[GIVEN INFORMATION start]

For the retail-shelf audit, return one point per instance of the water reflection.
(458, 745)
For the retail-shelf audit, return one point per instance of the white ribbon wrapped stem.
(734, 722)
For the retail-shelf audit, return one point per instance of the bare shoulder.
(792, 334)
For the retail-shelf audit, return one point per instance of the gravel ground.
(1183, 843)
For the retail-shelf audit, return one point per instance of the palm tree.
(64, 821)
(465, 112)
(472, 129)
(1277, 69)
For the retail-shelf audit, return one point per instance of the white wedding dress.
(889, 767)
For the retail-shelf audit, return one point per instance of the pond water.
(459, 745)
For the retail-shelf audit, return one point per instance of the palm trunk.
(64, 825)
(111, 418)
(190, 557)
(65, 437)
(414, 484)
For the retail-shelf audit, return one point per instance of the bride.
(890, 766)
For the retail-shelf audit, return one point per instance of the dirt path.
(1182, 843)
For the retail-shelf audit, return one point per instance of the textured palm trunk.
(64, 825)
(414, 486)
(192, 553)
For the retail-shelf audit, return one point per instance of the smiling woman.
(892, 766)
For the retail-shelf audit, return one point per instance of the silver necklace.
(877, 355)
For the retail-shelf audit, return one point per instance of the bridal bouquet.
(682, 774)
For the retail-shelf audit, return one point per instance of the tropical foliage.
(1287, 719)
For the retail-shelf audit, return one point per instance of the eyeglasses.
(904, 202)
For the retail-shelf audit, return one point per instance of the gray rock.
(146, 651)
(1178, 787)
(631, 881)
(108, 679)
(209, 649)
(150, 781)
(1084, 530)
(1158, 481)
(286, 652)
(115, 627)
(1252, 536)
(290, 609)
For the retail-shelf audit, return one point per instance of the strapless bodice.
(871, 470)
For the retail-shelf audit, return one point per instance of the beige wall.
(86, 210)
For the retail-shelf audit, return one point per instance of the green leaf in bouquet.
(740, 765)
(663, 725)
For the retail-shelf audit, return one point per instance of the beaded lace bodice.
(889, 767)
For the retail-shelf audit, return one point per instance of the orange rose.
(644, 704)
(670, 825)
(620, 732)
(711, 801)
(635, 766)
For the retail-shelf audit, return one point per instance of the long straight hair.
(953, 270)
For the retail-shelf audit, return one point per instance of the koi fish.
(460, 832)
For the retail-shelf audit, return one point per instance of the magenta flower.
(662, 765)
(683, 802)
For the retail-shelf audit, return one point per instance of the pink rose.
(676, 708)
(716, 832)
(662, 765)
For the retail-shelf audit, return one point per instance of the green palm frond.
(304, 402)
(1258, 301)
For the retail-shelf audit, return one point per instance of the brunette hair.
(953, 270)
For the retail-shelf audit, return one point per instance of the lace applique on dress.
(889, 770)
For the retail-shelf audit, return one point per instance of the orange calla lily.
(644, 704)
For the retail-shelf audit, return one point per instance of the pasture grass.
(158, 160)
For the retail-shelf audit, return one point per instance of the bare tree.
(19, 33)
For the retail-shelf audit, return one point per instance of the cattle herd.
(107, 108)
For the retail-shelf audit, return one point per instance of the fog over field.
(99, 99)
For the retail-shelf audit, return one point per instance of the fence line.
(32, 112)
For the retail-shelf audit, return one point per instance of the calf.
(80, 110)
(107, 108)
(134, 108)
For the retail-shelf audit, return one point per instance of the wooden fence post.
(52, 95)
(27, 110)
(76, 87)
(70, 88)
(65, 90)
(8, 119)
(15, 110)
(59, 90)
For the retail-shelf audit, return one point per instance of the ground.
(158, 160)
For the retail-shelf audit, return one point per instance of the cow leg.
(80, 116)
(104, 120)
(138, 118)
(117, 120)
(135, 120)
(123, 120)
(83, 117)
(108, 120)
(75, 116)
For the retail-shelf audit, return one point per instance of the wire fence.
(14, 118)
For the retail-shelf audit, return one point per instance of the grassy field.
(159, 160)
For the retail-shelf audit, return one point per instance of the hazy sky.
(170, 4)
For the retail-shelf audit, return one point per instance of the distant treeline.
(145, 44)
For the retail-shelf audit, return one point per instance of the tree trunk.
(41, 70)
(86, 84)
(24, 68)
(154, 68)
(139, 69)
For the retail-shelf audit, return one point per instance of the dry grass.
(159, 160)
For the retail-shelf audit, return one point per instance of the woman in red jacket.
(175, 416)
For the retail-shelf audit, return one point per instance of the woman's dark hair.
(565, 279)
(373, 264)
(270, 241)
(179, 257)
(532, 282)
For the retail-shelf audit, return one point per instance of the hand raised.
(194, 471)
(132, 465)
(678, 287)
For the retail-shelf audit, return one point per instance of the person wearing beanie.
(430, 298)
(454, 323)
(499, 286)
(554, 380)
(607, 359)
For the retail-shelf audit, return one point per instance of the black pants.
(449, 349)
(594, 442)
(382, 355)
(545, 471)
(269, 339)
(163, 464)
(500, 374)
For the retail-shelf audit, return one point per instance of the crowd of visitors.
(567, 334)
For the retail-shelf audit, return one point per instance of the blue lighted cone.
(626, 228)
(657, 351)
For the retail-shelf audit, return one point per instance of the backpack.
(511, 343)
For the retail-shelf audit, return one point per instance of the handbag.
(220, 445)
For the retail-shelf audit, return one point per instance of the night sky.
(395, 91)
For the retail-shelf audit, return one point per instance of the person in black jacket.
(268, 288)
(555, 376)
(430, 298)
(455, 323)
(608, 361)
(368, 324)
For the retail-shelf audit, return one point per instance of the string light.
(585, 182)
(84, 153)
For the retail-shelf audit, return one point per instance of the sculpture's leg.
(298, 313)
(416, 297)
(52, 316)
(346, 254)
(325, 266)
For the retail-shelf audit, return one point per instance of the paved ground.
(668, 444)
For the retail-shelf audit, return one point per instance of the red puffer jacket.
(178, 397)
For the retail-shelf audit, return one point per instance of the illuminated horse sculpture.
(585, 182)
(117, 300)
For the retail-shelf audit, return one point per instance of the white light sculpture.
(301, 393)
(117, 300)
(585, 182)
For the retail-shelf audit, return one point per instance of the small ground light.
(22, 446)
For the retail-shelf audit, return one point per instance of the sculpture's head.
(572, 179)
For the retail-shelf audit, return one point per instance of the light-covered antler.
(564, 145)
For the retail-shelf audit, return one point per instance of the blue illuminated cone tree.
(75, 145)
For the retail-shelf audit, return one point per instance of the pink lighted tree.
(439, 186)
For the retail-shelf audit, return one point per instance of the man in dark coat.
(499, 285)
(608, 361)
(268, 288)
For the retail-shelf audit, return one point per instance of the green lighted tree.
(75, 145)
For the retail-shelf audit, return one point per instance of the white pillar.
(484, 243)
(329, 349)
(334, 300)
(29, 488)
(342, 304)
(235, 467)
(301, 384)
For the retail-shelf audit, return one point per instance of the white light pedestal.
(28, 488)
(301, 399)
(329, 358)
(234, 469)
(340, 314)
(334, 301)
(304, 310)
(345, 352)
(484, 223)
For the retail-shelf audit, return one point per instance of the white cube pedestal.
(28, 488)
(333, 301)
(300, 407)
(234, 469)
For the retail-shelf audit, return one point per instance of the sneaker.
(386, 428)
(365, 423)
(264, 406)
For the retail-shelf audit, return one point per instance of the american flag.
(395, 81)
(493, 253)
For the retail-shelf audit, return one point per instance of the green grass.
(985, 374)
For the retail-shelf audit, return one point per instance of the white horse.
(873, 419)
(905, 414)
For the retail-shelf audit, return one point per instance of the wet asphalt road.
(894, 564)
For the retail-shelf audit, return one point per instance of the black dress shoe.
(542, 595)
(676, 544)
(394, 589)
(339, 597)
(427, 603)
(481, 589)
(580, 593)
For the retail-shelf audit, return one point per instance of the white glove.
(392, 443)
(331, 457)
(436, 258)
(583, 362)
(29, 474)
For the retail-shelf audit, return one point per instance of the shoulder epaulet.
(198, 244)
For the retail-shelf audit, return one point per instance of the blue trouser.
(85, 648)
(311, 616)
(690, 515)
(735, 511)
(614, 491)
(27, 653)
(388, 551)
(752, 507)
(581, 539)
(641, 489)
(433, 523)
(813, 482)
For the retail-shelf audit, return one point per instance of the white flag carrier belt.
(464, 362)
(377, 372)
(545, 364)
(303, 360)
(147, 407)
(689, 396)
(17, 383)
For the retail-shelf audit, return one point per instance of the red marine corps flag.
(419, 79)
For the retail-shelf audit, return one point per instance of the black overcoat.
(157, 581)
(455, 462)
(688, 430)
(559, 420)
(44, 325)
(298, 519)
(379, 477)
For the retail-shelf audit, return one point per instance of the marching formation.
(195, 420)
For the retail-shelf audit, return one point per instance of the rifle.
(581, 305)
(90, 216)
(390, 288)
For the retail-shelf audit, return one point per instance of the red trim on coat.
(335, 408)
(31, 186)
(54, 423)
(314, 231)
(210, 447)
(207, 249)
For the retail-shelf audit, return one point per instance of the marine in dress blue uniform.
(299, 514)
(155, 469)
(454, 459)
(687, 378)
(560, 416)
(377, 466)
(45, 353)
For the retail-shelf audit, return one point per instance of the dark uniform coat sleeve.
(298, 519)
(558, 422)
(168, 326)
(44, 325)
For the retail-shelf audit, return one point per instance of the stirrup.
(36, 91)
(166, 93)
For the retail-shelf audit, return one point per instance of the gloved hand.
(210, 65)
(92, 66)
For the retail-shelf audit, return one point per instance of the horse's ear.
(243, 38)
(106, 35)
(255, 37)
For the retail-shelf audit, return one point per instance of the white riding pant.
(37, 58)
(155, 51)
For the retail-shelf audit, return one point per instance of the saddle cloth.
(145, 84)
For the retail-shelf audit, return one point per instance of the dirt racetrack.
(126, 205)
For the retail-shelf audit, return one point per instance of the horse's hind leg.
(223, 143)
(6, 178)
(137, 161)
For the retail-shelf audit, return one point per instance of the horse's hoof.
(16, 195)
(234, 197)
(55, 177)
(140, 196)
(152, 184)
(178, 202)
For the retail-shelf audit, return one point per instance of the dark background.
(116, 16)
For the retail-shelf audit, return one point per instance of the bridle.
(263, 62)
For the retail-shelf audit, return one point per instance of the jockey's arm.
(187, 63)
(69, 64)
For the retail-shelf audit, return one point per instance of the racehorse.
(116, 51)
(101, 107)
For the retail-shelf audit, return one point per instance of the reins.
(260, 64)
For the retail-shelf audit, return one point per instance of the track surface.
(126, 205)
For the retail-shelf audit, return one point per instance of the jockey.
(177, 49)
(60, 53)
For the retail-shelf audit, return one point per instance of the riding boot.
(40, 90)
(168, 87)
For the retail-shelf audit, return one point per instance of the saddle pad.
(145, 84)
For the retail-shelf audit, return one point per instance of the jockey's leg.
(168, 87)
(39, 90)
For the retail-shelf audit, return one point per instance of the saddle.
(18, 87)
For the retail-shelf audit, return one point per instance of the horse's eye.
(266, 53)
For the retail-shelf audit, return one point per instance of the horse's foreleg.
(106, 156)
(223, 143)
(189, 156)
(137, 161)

[GIVEN INFORMATION end]

> _GOAL_
Starting at the line that contains "of the reins.", print every line through the end of the listing, word for word. Leave out all the rest.

> _SOLVED EXERCISE_
For the retail-shelf audit, return one point per instance of the reins.
(260, 64)
For the retail-shelf audit, return one point per instance of the track surface.
(126, 205)
For the retail-shelf audit, return one point per instance of the jockey.
(177, 49)
(60, 53)
For the retail-shelf audit, return one point per instance of the riding boot.
(40, 90)
(168, 87)
For the retail-shelf audit, return one point per instance of the saddle pad.
(145, 84)
For the retail-shelf audit, return one point per instance of the jockey's leg.
(168, 87)
(39, 90)
For the retail-shelf audit, return one point per instance of the saddle.
(18, 87)
For the retail-shelf audit, return one point per instance of the horse's eye.
(266, 53)
For the retail-shelf audit, return one point per instance of the horse's foreleg.
(106, 156)
(223, 143)
(189, 156)
(137, 161)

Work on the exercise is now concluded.